• _WHAT IS REQUIRED_
Return the full set of entries exactly. Omit none.

━━━━━ INPUT DATA

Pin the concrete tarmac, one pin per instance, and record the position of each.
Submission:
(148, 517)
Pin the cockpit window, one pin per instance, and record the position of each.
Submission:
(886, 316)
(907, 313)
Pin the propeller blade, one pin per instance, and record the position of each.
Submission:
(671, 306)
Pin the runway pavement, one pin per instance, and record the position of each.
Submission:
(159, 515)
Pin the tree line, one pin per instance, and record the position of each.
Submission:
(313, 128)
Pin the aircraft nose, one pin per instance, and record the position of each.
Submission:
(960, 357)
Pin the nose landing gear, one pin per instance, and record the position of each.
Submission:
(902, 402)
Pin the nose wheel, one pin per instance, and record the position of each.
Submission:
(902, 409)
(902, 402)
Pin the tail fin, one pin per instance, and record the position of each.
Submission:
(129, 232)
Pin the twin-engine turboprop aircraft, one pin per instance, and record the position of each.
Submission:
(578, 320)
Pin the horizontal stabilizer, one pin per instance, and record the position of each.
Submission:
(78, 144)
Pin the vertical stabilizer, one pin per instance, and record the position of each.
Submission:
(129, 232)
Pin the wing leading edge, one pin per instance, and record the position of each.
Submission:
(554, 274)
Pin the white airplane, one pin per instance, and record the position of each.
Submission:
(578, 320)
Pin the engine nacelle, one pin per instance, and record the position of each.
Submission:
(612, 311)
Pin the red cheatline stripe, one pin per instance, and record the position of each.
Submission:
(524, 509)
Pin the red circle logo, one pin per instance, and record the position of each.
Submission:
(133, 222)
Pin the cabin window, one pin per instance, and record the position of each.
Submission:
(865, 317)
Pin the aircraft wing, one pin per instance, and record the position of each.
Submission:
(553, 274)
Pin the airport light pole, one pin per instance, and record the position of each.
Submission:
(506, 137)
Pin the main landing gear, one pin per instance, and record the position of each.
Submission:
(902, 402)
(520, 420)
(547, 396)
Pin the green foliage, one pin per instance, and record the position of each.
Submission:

━━━━━━━━━━

• _FINAL ANSWER_
Pin the concrete tarmac, one pin per instance, and record the position of each.
Submission:
(148, 517)
Pin the cockpit window, one pin per instance, and record the position of each.
Submission:
(886, 316)
(907, 313)
Pin the propeller blade, one pin per instance, and record the position of each.
Submission:
(671, 306)
Pin the runway pavement, one pin per instance, and record the position of each.
Submission:
(159, 515)
Pin the tree line, one pin per instance, and record the position of each.
Submission:
(313, 128)
Pin the aircraft nose, one pin per instance, and record the position of each.
Submission:
(960, 357)
Pin the nose landing gear, one pin per instance, and record the position of each.
Submission:
(902, 402)
Pin the nose wheel, one pin per instance, and record the position of each.
Submission:
(902, 409)
(902, 402)
Pin the tail fin, one pin per instance, and record the position of each.
Submission:
(129, 232)
Pin the twin-engine turboprop aircraft, one pin per instance, and record the position of each.
Submission:
(578, 320)
Pin the horizontal stabilizer, one pin per instance, and record the position of each.
Submission:
(78, 144)
Pin the vertical stabilizer, one pin per instance, and record the position of each.
Submission:
(129, 232)
Pin the wing leading edge, one pin per instance, and record the position of each.
Submission:
(554, 274)
Pin the white airplane, one pin per instance, and record the position of each.
Submission:
(578, 320)
Pin the engine nacelle, one pin per instance, and record the position of each.
Submission:
(612, 311)
Pin the red cheatline stripe, one pin per instance, and record the position of each.
Submission:
(524, 509)
Pin the red circle logo, one pin per instance, and record the position of each.
Submission:
(133, 222)
Pin the cabin window, one pin per instance, and record the position of each.
Submission:
(865, 317)
Pin the aircraft wing, one pin per instance, and record the position of each.
Submission:
(553, 274)
Pin the airport light pole, one pin per instance, and record the position of each.
Submission:
(506, 137)
Pin the main landing gear, one pin per instance, and record the position of each.
Submission:
(902, 402)
(520, 420)
(547, 396)
Pin the green foliage, one pin per instance, and record the position of each.
Submission:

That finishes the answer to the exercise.